■ Passage:
At that point, my husband was fairly certain I would say no. But I’m a thinker! I think, think, then overthink, and then re-think one more time just for good measure. (Is this a redeeming quality!?)

After experiencing the first wave of shock, I’m usually able to ponder and think more intricately (and logically) through the pros and cons of a situation. I’ll go through it with a fine tooth comb.  When making a decision I like to study out and weigh all the options, play them forward, look at things from every angle, read the reviews and talk to others as resources. My husband could jokingly tell you about a time when we were out shopping and I needed to buy a binder. Just a three ring binder… nothing fancy! I sat there and pondered on those binders as if I was debating between going left or right at a fork in the road. In certain situations such as binder shopping, my overthinking can get the best of me. Although while considering an international move, my overthinking made all the difference in knowing the right direction for our family.

Everyone is different. Some people jump feet first into the unknown, all in for a new adventure, figuring out the details later. Some people are more cautious and need time to gather information and think. Neither is right or wrong. I have five kids at home so I knew I needed to do my homework. The great thing about either type of personality is that they both allow opportunities for an adventure and that in itself is exciting!

Dataset items:
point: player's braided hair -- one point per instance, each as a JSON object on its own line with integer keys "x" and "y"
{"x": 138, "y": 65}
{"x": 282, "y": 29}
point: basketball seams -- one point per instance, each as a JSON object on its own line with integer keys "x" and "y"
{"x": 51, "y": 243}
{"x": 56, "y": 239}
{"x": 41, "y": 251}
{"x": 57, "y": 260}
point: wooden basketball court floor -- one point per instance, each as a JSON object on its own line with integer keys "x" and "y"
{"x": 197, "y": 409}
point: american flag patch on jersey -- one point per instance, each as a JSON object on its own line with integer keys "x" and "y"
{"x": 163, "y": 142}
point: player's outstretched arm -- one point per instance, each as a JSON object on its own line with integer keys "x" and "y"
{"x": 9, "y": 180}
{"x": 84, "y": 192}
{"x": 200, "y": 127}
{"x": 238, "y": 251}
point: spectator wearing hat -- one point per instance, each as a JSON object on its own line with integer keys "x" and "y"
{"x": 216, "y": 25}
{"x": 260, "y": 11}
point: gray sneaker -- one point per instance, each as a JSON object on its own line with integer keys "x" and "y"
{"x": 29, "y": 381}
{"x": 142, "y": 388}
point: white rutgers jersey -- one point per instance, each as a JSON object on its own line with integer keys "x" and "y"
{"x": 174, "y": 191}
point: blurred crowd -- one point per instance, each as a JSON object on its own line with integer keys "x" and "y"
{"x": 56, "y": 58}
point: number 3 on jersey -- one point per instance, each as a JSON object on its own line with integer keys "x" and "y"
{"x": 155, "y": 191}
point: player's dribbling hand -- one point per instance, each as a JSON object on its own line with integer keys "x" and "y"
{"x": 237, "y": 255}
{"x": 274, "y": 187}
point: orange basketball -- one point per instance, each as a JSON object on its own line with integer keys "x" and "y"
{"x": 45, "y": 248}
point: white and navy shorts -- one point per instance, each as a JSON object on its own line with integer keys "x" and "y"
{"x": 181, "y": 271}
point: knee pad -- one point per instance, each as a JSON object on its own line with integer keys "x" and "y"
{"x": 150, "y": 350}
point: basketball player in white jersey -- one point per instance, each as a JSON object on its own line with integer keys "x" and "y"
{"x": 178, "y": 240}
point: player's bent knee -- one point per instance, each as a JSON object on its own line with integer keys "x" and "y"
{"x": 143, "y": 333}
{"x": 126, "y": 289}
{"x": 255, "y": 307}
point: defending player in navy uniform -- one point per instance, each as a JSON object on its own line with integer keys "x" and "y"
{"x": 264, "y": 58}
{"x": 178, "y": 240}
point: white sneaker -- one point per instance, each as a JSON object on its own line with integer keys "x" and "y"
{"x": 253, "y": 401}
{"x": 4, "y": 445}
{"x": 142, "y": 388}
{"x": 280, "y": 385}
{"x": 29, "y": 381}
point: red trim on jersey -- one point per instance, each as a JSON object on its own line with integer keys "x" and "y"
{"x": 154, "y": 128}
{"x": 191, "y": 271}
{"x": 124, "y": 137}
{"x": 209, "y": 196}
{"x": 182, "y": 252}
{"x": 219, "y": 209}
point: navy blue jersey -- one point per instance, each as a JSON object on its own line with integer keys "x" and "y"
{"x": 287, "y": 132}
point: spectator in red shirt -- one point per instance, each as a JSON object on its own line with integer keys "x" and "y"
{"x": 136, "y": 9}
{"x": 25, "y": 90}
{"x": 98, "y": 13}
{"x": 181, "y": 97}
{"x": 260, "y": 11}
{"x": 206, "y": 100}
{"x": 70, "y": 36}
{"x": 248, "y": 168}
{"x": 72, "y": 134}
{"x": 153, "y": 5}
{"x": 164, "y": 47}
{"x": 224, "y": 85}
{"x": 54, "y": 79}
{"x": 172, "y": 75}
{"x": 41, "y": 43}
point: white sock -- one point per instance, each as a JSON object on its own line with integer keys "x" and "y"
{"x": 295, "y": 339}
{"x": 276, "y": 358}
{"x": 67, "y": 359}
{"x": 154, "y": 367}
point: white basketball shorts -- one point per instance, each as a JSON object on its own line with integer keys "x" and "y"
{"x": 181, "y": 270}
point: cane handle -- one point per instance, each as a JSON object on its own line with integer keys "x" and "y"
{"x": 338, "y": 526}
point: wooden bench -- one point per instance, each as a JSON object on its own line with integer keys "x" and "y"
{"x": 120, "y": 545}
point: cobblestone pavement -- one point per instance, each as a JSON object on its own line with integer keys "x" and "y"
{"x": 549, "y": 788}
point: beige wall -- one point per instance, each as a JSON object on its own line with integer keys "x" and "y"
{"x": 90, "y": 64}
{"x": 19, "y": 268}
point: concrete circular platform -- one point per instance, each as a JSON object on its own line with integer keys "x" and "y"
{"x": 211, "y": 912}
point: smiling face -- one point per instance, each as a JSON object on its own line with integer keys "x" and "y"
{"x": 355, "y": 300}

■ Problem requirements: Write the next part of the passage about weighing an international move, picking up after its final sentence.

■ Answer to the exercise:
Once I made the commitment to move to Seoul I also made an equally important promise to myself. Regardless of the unknown trials awaiting me in Korea, I committed to not look back, to face every obstacle and every blessing with a forward facing mindset. My heart was fully committed to the pendulum of possibilities and risks. No doubt there are endless questions about the logistics of making a global move. At times, looking at those logistics on paper felt suffocating and overwhelming. However, once I deliberately shifted my perspective from fearing the unknown to choosing to have faith in my decision and embrace every high and low with my whole heart, I was able to not only feel peace in place of anxiety but I gave myself the opportunity to truly experience the gravity of my adventure, as opposed to just “making it through.” Things will definitely go wrong but choosing to embrace and accept what comes, and choosing to laugh instead of scream has helped me learn how to move forward.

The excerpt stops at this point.